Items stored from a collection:
***
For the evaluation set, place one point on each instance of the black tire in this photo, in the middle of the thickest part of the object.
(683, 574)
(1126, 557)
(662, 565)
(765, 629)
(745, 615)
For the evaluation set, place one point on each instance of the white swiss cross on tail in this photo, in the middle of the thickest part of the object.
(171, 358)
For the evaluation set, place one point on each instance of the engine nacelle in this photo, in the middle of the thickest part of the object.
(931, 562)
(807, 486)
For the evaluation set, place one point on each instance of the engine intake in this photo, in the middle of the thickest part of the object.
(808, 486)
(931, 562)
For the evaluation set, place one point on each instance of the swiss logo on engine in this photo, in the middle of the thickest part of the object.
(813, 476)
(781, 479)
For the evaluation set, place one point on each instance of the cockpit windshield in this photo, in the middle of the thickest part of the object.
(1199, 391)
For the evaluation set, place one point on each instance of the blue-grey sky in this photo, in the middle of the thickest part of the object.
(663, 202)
***
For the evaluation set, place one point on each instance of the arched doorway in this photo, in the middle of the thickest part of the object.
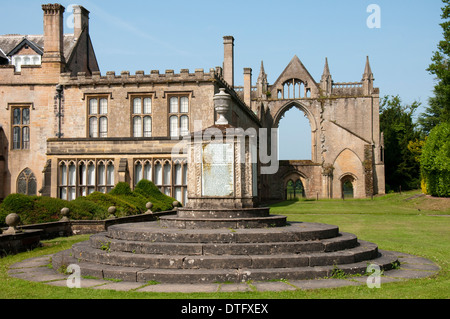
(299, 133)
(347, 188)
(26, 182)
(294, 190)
***
#### WORK TO COMPLETE
Find every line above that contains the string "swiss", matching case exactly, and copy each one in full.

#### WRITTEN RESPONSE
For the evaluation set, place one point on each instance of the white swiss cross on tail in this photo, in the middle of the thickest part of the object.
For the evaluation set, place one point on each instance of the swiss logo on engine in this photo, in the middle of the thickest part of the object.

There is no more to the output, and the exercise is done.